Data extracted from a collection:
Segment Open
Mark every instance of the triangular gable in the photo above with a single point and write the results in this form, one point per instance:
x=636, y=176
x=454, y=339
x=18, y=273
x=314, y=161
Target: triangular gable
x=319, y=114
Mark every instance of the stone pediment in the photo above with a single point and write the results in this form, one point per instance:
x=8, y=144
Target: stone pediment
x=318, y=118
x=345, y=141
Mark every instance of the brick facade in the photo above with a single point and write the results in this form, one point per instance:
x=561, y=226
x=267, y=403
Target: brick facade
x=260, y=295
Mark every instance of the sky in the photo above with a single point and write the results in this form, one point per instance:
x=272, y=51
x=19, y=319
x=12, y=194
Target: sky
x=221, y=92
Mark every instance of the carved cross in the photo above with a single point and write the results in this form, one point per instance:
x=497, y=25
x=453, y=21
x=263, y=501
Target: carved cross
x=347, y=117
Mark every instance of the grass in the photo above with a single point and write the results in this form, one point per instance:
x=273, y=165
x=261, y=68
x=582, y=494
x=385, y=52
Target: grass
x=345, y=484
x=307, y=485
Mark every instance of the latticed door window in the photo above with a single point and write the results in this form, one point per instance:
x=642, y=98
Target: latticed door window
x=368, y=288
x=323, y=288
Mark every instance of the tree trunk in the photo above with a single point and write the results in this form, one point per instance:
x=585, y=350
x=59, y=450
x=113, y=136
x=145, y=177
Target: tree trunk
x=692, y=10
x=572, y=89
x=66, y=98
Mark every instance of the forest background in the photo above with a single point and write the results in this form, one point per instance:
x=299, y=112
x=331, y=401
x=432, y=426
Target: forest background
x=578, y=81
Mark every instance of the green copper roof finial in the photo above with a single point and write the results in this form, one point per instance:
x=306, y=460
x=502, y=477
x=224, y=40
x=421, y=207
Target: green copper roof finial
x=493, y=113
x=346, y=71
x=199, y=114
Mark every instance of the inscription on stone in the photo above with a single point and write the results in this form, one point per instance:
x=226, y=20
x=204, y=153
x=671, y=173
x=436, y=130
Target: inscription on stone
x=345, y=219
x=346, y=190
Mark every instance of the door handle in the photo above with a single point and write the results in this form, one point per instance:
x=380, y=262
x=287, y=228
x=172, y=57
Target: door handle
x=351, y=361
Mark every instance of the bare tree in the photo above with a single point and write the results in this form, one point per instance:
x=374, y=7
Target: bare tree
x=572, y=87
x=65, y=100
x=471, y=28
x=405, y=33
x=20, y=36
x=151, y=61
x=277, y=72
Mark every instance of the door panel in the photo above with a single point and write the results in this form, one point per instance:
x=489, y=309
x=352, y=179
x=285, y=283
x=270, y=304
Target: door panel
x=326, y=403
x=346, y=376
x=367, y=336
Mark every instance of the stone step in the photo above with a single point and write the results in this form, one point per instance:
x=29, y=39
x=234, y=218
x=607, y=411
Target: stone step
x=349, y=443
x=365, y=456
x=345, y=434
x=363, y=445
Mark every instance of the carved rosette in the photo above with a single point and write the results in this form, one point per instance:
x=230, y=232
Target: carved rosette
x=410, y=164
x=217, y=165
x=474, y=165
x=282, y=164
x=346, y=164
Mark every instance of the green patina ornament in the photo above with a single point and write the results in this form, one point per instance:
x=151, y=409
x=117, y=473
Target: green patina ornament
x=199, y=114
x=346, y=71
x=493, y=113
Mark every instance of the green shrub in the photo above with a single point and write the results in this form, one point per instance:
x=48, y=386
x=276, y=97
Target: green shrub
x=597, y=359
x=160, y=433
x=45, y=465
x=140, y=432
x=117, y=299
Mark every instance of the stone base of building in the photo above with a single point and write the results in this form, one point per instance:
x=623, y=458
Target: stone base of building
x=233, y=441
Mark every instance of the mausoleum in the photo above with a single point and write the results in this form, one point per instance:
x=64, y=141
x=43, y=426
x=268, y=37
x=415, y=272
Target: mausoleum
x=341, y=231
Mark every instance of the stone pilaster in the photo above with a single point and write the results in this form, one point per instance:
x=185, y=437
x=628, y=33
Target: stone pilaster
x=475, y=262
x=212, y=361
Segment Closed
- PROBLEM DETAILS -
Going back to the entries above, set down exactly the lines that begin at the one with "Mark every instance of the carved rosette" and end at the one with "x=276, y=97", both included, and nothing else.

- SOLVED EXERCISE -
Mark every instance of the carved rosette in the photo above with a single point and write the results in this form, one point per instance:
x=230, y=232
Target: carved rosette
x=410, y=164
x=217, y=165
x=474, y=165
x=282, y=164
x=346, y=164
Mark every instance of the green patina ornament in the photo above with a single point and write the results in this form, one point per instance:
x=151, y=409
x=117, y=473
Target: green patina ornament
x=199, y=114
x=346, y=71
x=493, y=113
Mark every instance of the green shrub in the photo above with a single point and write the results in this form, one point per instance:
x=48, y=386
x=276, y=97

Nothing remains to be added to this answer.